## Document section
================

The Devil in a Little Green Bottle: A History of Absinthe

T. Bianco, Le Peril Vert

Le Peril Vert depicts absinthe ravaging the French population. The artist, T. Bianco, was a well-known satirical illustrator.

L'Heure de L'Absinthe

The Hour of Absinthe, by Gilbert Martin. Published in the satirical journal Don Quichotte.

Absinthe was not always the devil in a bottle. The French name derives from the Greek absinthion, which the Greeks used not as an intoxicant but as a medicine. Typically made by soaking wormwood leaves (Artemisia absinthium) in wine or spirits, this ancient absinthe supposedly aided childbirth. Hippocrates, often considered the first physician, prescribed it for menstrual pain, jaundice, anemia, and rheumatism. Roman scholar Pliny the Elder describes chariot-race champions drinking absinthium, its taste reminding them that glory has its bitter side—a sentiment wholeheartedly embraced by later enthusiasts.

================

## Input data
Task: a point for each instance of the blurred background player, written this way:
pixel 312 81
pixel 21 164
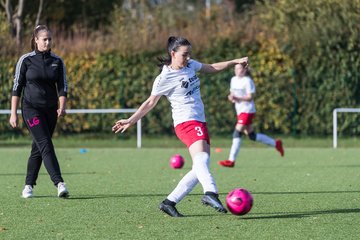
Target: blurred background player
pixel 41 75
pixel 181 86
pixel 242 93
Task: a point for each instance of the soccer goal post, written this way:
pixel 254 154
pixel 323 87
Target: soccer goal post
pixel 93 111
pixel 335 112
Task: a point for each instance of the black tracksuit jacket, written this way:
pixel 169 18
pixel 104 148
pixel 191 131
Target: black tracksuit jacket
pixel 42 76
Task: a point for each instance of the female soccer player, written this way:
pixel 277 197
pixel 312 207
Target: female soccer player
pixel 242 93
pixel 40 74
pixel 179 83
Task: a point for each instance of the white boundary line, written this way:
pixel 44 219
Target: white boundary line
pixel 335 111
pixel 108 110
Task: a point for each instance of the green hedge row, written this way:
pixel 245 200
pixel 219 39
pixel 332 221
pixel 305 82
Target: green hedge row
pixel 304 58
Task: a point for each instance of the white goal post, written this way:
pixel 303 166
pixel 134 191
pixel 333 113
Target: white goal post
pixel 335 111
pixel 108 110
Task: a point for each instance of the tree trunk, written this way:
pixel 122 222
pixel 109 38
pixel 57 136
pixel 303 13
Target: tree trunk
pixel 18 22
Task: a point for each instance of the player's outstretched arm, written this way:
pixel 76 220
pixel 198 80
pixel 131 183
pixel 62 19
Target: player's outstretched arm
pixel 217 67
pixel 123 124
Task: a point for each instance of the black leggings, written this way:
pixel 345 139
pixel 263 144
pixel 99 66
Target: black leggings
pixel 41 123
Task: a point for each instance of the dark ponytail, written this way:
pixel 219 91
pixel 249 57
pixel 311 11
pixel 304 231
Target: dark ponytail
pixel 173 44
pixel 36 31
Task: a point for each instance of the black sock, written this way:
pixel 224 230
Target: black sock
pixel 168 202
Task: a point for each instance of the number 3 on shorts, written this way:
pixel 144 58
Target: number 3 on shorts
pixel 199 131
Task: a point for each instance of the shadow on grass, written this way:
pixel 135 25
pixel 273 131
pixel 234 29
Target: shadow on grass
pixel 303 214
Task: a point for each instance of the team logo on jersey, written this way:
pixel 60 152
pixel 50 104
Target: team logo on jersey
pixel 184 84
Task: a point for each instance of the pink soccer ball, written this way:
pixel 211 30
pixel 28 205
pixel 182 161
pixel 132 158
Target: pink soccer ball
pixel 177 161
pixel 239 201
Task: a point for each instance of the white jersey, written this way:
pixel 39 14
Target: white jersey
pixel 182 89
pixel 240 87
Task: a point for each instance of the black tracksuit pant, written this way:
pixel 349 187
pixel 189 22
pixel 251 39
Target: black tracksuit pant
pixel 41 123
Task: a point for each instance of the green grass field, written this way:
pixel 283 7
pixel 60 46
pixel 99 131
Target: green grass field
pixel 312 193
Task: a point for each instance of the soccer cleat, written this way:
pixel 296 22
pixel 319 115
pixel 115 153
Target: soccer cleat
pixel 62 191
pixel 214 202
pixel 279 147
pixel 170 210
pixel 27 192
pixel 226 163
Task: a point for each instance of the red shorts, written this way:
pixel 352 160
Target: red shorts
pixel 245 118
pixel 192 131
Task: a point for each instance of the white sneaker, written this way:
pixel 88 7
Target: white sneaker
pixel 62 191
pixel 27 192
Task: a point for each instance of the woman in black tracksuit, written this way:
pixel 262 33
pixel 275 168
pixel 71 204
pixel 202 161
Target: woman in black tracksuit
pixel 41 77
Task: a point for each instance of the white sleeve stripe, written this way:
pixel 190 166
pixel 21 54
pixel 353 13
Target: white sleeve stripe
pixel 18 67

================

## Things to do
a – In the absinthe history, which four conditions did Hippocrates prescribe absinthe for?
b – Pick up the history of absinthe after its last sentence and write the next part.

## Results
a – Menstrual pain, jaundice, anemia, and rheumatism.

b –
Throughout the centuries wormwood remained a folk medicine. Galen, a physician during the second century CE, suggested it for stomach relaxation and as a remedy for swooning. British herbalist John Gerard wrote in 1597, “Wormewood voideth away the wormes of the guts.” This evocative connection helped solidify Artemisia absinthium’s common English name. When the bubonic plague returned to England in the 17th and 18th centuries, many people burned wormwood to fumigate infected houses.

For centuries wormwood drinks remained primarily medicinal. (More recreational concoctions occasionally appeared, such as wormwood wine and crème d’absinthe.) Then in 1830 France conquered Algeria, beginning its expansion into North Africa. As local resistance grew, the French army sent reinforcements, amounting to 100,000 soldiers by 1840. The heat and bad water took their toll, with fever tearing through the ranks. The men received wormwood to quell fevers, prevent dysentery, and ward off insects. They took to spiking their wine with it, which cut the bitterness and provided an alcoholic punch. Returning to France, they brought with them a taste for the drink, dubbing it “une verte” for its distinctive green color. And soon civilians, eager to align themselves with their newly victorious empire, began asking for “a green.”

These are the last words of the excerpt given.